**Task objective:**
Count the lines in the listing below that contain the string "table". Reply with the number alone.
----- Recorded information
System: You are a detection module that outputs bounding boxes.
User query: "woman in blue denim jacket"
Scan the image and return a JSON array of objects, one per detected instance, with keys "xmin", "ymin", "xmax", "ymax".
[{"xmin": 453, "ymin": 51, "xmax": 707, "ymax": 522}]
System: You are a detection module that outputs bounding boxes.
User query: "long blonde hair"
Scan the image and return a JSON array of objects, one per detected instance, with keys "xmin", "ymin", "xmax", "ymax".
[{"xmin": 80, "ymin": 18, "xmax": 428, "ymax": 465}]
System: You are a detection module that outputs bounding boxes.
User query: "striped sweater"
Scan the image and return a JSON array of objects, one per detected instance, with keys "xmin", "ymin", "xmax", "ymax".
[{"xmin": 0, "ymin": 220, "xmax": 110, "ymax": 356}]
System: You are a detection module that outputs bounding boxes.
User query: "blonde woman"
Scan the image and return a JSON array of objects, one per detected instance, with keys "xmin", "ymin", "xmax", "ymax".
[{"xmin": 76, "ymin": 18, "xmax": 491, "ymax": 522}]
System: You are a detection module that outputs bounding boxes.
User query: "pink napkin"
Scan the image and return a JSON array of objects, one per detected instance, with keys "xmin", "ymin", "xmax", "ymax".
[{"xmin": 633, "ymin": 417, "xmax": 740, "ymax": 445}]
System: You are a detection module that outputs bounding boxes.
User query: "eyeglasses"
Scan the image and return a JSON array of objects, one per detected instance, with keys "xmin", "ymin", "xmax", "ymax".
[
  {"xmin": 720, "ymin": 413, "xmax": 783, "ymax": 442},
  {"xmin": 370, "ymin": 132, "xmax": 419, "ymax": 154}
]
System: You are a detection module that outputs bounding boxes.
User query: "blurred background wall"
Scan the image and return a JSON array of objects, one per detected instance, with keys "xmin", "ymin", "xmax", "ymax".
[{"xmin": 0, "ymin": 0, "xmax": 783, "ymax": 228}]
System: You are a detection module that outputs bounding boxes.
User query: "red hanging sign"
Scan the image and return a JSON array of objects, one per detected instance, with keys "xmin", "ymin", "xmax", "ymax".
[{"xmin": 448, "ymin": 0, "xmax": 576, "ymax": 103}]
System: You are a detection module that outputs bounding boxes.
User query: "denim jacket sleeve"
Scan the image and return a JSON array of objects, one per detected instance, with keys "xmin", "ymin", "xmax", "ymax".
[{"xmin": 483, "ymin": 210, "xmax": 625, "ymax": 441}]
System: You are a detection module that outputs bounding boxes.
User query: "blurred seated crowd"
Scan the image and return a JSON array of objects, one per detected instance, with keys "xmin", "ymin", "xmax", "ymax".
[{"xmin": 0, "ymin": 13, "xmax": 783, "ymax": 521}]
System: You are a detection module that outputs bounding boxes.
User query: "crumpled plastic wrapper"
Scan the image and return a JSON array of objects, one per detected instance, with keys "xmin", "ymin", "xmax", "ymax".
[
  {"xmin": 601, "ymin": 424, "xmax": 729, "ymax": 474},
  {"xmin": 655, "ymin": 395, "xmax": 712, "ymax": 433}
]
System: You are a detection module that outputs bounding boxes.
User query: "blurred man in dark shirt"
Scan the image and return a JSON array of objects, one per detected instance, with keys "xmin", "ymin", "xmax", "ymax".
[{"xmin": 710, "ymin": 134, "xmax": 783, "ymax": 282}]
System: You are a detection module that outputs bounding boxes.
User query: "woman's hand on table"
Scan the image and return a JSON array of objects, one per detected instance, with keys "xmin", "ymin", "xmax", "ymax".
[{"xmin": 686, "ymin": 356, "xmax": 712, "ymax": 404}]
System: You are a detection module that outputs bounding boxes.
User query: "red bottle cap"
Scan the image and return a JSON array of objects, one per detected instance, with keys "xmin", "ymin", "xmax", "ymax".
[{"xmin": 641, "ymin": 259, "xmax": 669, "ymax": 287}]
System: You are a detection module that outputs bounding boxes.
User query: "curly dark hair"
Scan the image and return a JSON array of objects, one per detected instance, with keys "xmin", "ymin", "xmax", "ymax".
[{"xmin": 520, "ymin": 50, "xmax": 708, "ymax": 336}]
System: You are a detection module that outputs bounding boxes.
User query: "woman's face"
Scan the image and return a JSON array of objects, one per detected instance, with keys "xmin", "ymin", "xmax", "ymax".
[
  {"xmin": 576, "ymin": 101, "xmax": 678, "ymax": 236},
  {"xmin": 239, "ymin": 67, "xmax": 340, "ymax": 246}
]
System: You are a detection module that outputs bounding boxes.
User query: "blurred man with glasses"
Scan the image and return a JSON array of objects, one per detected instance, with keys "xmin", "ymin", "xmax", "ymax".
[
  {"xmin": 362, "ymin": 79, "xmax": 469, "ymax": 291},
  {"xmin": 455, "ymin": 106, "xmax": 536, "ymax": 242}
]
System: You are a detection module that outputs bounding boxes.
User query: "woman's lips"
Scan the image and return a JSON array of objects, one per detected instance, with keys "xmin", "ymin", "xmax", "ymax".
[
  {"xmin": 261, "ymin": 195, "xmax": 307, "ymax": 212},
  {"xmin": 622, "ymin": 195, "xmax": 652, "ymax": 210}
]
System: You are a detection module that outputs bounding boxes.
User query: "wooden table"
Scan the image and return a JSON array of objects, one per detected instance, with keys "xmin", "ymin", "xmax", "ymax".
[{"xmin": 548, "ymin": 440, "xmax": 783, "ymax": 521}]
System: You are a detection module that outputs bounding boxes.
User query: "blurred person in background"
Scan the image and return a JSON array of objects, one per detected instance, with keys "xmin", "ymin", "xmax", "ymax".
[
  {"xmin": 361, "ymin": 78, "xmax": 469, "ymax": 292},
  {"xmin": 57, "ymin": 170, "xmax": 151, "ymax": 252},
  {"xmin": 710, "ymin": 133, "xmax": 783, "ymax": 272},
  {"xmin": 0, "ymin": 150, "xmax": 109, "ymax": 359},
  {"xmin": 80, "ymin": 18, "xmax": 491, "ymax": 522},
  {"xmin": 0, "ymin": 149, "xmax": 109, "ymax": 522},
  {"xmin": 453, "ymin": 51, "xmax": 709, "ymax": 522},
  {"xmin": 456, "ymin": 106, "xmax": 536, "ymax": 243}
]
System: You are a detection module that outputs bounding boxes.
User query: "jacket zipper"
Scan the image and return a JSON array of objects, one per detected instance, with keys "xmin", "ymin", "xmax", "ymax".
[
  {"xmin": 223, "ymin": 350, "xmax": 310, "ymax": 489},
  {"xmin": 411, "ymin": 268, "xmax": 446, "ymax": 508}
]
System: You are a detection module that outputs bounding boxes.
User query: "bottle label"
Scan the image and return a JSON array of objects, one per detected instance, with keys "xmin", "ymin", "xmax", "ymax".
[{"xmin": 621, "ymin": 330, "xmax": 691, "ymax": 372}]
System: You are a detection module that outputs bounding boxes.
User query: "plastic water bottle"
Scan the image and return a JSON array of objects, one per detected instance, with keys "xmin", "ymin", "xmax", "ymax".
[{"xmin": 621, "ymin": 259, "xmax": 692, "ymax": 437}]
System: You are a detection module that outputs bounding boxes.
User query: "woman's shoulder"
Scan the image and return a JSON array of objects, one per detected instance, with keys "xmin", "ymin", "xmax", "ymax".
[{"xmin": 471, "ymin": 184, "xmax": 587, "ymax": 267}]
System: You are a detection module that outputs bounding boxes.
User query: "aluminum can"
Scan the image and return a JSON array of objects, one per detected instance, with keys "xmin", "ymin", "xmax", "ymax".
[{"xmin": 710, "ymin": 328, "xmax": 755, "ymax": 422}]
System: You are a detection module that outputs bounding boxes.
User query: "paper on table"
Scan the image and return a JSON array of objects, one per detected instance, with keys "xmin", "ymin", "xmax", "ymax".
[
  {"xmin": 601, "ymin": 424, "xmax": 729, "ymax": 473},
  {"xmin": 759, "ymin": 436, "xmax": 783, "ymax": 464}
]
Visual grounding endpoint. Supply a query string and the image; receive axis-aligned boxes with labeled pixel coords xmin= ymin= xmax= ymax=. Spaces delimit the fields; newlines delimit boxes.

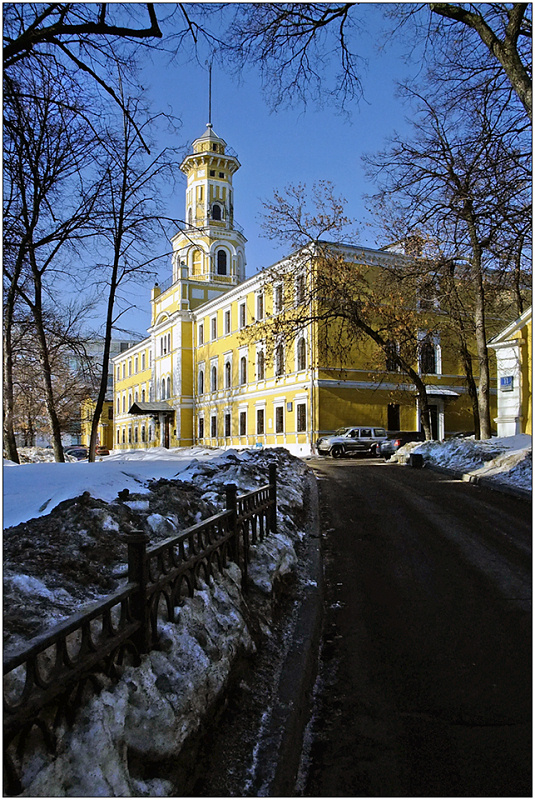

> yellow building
xmin=81 ymin=397 xmax=114 ymax=450
xmin=489 ymin=306 xmax=533 ymax=436
xmin=113 ymin=125 xmax=494 ymax=455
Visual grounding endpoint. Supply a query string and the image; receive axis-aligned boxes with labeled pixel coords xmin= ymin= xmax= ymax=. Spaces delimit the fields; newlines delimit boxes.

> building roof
xmin=489 ymin=306 xmax=533 ymax=347
xmin=128 ymin=400 xmax=175 ymax=414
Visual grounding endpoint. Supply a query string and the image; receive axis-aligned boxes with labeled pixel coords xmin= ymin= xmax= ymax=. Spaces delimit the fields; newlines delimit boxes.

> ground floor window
xmin=296 ymin=403 xmax=307 ymax=433
xmin=256 ymin=408 xmax=264 ymax=434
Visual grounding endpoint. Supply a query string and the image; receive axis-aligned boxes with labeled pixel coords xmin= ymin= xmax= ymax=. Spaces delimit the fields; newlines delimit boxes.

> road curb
xmin=257 ymin=470 xmax=323 ymax=797
xmin=424 ymin=461 xmax=532 ymax=503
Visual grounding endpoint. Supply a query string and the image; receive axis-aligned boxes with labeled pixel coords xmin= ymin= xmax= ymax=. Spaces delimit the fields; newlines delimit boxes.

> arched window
xmin=420 ymin=337 xmax=437 ymax=375
xmin=275 ymin=344 xmax=284 ymax=377
xmin=217 ymin=250 xmax=227 ymax=275
xmin=385 ymin=339 xmax=398 ymax=372
xmin=256 ymin=350 xmax=266 ymax=381
xmin=297 ymin=337 xmax=307 ymax=370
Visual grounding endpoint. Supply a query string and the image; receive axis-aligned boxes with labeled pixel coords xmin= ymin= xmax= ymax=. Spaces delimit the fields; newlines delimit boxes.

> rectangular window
xmin=295 ymin=275 xmax=305 ymax=306
xmin=256 ymin=408 xmax=264 ymax=434
xmin=273 ymin=284 xmax=283 ymax=314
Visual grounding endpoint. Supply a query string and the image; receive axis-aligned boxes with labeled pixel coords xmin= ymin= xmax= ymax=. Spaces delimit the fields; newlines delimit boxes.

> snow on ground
xmin=4 ymin=448 xmax=308 ymax=797
xmin=391 ymin=433 xmax=532 ymax=491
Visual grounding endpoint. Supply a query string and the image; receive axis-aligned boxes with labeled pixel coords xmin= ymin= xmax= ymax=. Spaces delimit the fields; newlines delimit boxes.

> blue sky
xmin=115 ymin=4 xmax=417 ymax=333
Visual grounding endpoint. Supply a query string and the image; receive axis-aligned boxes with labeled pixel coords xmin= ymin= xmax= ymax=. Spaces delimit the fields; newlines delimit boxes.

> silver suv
xmin=316 ymin=425 xmax=388 ymax=458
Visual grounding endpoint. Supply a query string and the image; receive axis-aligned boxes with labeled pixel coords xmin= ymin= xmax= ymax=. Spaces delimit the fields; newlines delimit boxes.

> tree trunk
xmin=30 ymin=264 xmax=65 ymax=462
xmin=467 ymin=225 xmax=492 ymax=439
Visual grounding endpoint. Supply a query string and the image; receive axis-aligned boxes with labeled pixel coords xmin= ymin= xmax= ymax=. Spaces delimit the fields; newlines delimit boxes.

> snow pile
xmin=391 ymin=434 xmax=532 ymax=490
xmin=4 ymin=448 xmax=307 ymax=797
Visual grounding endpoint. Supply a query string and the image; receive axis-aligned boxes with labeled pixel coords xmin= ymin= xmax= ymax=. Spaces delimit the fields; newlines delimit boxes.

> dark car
xmin=379 ymin=431 xmax=425 ymax=460
xmin=63 ymin=445 xmax=87 ymax=461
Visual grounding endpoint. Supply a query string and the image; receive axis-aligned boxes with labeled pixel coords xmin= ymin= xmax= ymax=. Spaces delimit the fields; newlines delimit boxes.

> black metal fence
xmin=4 ymin=465 xmax=277 ymax=795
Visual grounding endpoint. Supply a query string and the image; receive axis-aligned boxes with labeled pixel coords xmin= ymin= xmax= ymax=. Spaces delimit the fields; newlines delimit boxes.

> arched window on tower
xmin=217 ymin=250 xmax=227 ymax=275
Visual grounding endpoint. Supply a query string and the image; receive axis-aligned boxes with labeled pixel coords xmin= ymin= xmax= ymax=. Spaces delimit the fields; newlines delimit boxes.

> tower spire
xmin=208 ymin=60 xmax=212 ymax=127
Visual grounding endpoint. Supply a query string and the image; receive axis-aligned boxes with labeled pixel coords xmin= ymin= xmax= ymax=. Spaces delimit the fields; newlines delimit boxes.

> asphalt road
xmin=296 ymin=458 xmax=532 ymax=797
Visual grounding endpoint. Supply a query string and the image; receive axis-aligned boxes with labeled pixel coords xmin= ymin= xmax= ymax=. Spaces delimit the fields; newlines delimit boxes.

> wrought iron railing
xmin=4 ymin=465 xmax=277 ymax=795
----------
**Reply to the exercise:**
3